DATA PROVIDED:
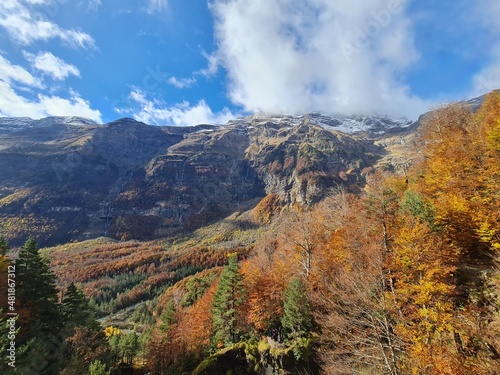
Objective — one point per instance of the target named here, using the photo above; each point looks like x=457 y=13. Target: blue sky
x=184 y=62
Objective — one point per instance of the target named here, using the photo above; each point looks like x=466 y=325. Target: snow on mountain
x=345 y=124
x=13 y=124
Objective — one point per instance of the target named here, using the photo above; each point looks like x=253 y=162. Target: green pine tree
x=4 y=246
x=229 y=295
x=76 y=310
x=98 y=368
x=297 y=319
x=36 y=288
x=168 y=316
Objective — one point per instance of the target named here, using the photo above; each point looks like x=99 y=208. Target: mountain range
x=68 y=178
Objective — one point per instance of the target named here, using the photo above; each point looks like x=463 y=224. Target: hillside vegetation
x=400 y=277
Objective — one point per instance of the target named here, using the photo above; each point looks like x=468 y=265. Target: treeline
x=399 y=280
x=54 y=332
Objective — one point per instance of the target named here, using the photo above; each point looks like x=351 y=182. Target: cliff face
x=68 y=178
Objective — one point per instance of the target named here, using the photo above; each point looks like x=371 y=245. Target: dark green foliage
x=297 y=320
x=229 y=296
x=36 y=291
x=196 y=287
x=416 y=206
x=76 y=309
x=168 y=316
x=4 y=246
x=124 y=348
x=142 y=315
x=98 y=368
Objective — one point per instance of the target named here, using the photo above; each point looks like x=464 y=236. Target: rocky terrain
x=66 y=178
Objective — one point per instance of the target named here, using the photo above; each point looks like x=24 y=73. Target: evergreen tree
x=37 y=291
x=4 y=246
x=76 y=310
x=297 y=320
x=229 y=296
x=98 y=368
x=39 y=316
x=168 y=316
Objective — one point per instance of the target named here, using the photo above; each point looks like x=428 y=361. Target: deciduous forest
x=399 y=278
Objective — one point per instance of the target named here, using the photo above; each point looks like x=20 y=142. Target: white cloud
x=158 y=112
x=25 y=26
x=10 y=73
x=155 y=6
x=488 y=78
x=181 y=83
x=94 y=4
x=298 y=56
x=14 y=105
x=52 y=65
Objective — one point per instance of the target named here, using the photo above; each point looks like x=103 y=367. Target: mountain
x=69 y=178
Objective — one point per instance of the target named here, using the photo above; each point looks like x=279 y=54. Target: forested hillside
x=398 y=277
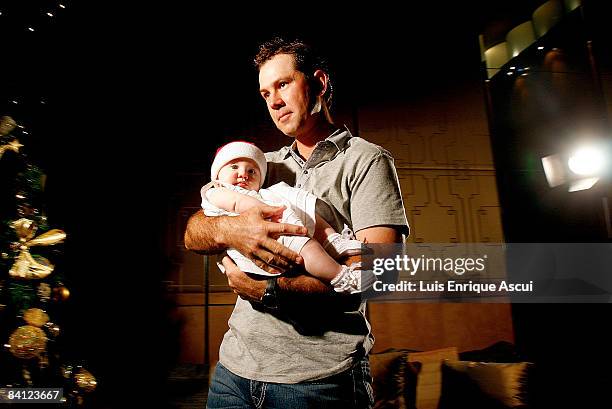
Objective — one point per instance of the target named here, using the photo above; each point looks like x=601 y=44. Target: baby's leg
x=344 y=279
x=333 y=242
x=318 y=263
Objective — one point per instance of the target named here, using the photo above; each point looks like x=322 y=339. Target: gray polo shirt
x=357 y=185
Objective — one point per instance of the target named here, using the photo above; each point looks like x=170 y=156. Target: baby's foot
x=353 y=279
x=337 y=246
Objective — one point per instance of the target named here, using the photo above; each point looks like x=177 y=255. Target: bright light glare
x=587 y=161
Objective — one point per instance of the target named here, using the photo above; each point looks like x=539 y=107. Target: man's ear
x=321 y=79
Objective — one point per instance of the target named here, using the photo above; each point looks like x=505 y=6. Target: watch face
x=269 y=300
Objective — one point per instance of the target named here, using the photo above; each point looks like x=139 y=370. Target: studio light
x=587 y=161
x=581 y=169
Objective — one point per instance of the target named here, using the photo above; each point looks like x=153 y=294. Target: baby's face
x=241 y=172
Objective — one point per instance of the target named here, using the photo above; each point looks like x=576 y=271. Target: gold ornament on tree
x=27 y=342
x=7 y=124
x=60 y=294
x=35 y=317
x=26 y=266
x=85 y=380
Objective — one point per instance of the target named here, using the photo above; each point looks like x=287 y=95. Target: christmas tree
x=32 y=289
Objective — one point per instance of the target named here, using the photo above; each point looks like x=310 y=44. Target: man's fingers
x=271 y=262
x=283 y=254
x=228 y=263
x=271 y=211
x=284 y=229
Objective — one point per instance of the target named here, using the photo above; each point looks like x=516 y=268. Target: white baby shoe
x=353 y=279
x=338 y=246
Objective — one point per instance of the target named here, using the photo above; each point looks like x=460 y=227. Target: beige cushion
x=394 y=380
x=429 y=384
x=503 y=382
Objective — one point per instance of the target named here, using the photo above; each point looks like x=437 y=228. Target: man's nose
x=275 y=101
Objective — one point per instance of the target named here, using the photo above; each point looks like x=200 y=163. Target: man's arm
x=249 y=233
x=293 y=289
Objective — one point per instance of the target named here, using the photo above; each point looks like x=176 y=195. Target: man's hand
x=255 y=238
x=249 y=233
x=247 y=287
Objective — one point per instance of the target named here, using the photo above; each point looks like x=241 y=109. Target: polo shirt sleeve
x=376 y=198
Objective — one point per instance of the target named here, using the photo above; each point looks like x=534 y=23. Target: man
x=292 y=342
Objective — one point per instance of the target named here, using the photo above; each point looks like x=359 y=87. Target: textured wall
x=445 y=167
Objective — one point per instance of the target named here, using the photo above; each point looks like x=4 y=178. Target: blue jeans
x=349 y=389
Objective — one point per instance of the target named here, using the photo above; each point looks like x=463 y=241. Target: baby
x=237 y=173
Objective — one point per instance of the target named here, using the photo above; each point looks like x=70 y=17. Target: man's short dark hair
x=307 y=60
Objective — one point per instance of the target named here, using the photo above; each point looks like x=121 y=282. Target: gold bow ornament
x=14 y=146
x=7 y=124
x=26 y=266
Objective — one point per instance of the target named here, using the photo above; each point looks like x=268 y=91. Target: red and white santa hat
x=235 y=150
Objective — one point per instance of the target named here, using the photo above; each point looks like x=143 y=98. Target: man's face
x=285 y=91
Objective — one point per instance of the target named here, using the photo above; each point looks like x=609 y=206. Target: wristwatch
x=270 y=298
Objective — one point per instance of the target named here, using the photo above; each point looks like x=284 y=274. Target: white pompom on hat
x=235 y=150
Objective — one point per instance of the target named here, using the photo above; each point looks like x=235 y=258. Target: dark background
x=118 y=98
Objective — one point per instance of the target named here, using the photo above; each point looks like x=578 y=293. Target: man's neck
x=306 y=143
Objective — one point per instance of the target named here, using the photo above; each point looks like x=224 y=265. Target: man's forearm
x=205 y=234
x=303 y=290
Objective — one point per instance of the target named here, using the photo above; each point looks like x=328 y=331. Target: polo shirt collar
x=339 y=138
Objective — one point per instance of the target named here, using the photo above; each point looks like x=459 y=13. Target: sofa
x=493 y=377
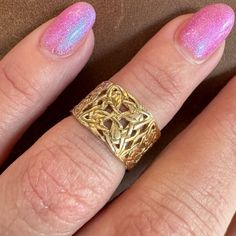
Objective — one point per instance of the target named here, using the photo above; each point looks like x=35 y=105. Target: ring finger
x=67 y=176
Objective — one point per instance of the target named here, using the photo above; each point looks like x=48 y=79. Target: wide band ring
x=119 y=120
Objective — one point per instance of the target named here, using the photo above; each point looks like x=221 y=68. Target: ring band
x=119 y=120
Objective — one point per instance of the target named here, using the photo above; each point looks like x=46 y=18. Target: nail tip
x=206 y=30
x=69 y=28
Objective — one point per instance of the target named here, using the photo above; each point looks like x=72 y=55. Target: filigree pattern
x=112 y=114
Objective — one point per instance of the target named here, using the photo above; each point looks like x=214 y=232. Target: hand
x=67 y=176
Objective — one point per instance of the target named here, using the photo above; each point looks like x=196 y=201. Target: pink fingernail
x=206 y=31
x=68 y=29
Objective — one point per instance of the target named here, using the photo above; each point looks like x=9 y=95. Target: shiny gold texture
x=117 y=118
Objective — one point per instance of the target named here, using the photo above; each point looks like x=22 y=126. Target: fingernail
x=68 y=29
x=205 y=31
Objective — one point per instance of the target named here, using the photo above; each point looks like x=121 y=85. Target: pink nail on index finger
x=206 y=30
x=68 y=29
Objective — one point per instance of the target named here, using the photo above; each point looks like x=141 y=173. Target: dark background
x=121 y=29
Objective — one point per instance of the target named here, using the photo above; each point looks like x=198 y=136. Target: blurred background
x=121 y=29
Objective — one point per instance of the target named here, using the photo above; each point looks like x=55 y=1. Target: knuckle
x=162 y=83
x=62 y=188
x=161 y=213
x=18 y=85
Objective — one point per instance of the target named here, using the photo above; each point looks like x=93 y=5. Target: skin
x=58 y=185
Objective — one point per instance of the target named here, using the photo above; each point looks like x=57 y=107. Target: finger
x=67 y=176
x=232 y=227
x=40 y=67
x=191 y=189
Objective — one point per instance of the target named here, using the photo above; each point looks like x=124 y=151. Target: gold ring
x=119 y=120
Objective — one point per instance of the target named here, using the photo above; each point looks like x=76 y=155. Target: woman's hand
x=67 y=176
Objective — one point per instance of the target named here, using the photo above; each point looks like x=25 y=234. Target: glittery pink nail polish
x=205 y=31
x=68 y=29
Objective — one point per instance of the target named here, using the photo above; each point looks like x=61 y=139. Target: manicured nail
x=68 y=29
x=205 y=31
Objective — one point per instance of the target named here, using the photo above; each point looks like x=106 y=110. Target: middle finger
x=67 y=176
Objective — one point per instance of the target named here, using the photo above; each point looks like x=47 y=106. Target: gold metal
x=118 y=119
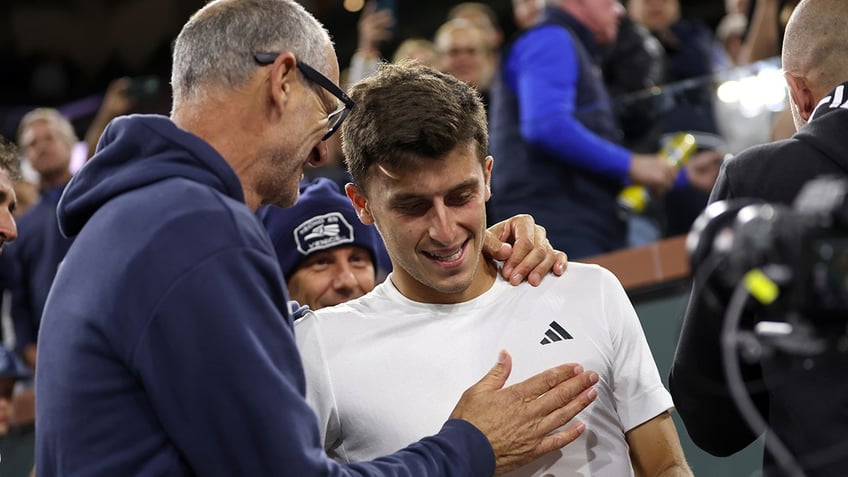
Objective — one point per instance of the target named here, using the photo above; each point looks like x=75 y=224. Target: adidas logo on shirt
x=555 y=333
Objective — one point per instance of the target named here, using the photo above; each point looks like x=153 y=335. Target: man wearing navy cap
x=326 y=254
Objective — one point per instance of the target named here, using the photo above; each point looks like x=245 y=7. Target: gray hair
x=216 y=46
x=9 y=159
x=52 y=116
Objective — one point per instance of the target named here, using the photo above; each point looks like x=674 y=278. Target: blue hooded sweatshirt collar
x=128 y=158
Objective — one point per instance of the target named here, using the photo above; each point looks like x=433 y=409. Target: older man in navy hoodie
x=166 y=346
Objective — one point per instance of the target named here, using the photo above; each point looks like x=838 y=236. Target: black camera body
x=802 y=250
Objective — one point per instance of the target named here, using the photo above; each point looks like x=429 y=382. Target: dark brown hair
x=407 y=113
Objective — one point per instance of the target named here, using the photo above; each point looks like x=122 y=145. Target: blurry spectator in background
x=326 y=254
x=417 y=49
x=526 y=13
x=554 y=134
x=484 y=18
x=689 y=46
x=690 y=51
x=47 y=139
x=17 y=426
x=465 y=53
x=730 y=34
x=374 y=28
x=632 y=65
x=9 y=172
x=116 y=101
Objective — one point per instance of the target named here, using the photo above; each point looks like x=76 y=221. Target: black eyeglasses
x=337 y=117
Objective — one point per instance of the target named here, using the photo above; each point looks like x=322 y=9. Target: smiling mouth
x=447 y=256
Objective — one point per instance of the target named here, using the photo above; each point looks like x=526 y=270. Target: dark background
x=64 y=53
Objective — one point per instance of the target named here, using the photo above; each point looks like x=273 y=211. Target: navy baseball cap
x=322 y=218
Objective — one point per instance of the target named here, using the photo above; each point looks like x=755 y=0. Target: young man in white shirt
x=416 y=148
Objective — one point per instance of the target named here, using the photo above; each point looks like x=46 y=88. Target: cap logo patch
x=323 y=231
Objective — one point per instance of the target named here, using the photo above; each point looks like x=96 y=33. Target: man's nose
x=441 y=224
x=344 y=276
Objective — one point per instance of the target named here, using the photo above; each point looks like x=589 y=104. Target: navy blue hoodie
x=166 y=347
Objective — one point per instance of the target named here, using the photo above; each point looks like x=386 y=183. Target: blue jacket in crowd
x=166 y=345
x=554 y=139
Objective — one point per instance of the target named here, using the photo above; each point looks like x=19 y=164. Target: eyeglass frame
x=313 y=75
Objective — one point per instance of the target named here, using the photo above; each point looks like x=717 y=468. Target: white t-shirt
x=383 y=371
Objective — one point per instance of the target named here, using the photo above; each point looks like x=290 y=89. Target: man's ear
x=801 y=95
x=282 y=80
x=360 y=203
x=487 y=174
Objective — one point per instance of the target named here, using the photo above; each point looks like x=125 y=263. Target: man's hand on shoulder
x=525 y=249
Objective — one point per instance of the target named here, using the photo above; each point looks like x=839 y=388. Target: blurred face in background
x=47 y=150
x=332 y=276
x=464 y=53
x=655 y=15
x=601 y=17
x=526 y=13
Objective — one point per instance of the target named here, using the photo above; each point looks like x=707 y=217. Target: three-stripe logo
x=555 y=333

WRITTEN REQUEST:
Turn the data above into a JSON list of strings, beginning at the line that contains "Target: baby's foot" and stopping after the line that contains "x=581 y=169". Use one string per line and leave out any blank lines.

PROBLEM SOLUTION:
[
  "Objective — one point per instance of the target named here, using the photo above; each point looks like x=170 y=156. Target: baby's foot",
  "x=353 y=279",
  "x=337 y=246",
  "Objective — one point per instance of the target named here, using the photo above; each point looks like x=177 y=255. Target: bright light glare",
  "x=587 y=161",
  "Objective — one point per instance of the target named here, using the photo above; each point looks like x=539 y=107. Target: man's ear",
  "x=321 y=79",
  "Objective — one point per instance of the target named here, using the photo above; each point looks like x=505 y=6. Target: watch face",
  "x=269 y=300",
  "Objective — one point per instance of the target named here, using the photo above; each point looks like x=139 y=370. Target: studio light",
  "x=587 y=161",
  "x=581 y=169"
]